Reproduce the records exactly.

[Supplied records Boundary: Start]

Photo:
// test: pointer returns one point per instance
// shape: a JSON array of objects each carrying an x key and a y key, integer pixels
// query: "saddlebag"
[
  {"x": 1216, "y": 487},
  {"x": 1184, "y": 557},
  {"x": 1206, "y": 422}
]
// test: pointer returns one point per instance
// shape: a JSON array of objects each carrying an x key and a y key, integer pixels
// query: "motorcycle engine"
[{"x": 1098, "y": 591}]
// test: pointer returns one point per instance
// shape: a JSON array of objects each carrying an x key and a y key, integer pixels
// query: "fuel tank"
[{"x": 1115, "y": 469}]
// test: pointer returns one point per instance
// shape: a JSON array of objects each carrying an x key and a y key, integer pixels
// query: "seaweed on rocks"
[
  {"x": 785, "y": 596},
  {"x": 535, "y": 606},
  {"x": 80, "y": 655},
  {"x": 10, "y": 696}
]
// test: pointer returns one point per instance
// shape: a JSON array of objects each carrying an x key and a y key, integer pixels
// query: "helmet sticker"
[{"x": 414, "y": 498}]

[Supplied records Boundary: End]

Written response –
Photo:
// test: pointer returns one point per instance
// shape: a JSON array of objects each carrying an x key and a y key, integer pixels
// query: "saddlebag"
[
  {"x": 1216, "y": 487},
  {"x": 1184, "y": 557},
  {"x": 1206, "y": 422}
]
// test: pointer returns one point per instance
// shape: a JSON array of objects each carrying an x key and a y key, integer pixels
// query: "motorcycle engine"
[{"x": 1098, "y": 591}]
// test: pointer returns one point per instance
// shape: a JSON array of objects each carrying an x key and a y key, integer pixels
// query: "fuel tank"
[{"x": 1115, "y": 469}]
// test: pointer returns one point per instance
// shape: a JSON array of objects each carrying an x key and a y key, integer pixels
// query: "seaweed on rocks"
[
  {"x": 785, "y": 596},
  {"x": 535, "y": 606},
  {"x": 80, "y": 655},
  {"x": 10, "y": 696}
]
// test: pointer returns one point per instance
// shape: a JSON array of objects each carrying an x key and a y key, integer pixels
// query: "helmet sticker"
[{"x": 414, "y": 498}]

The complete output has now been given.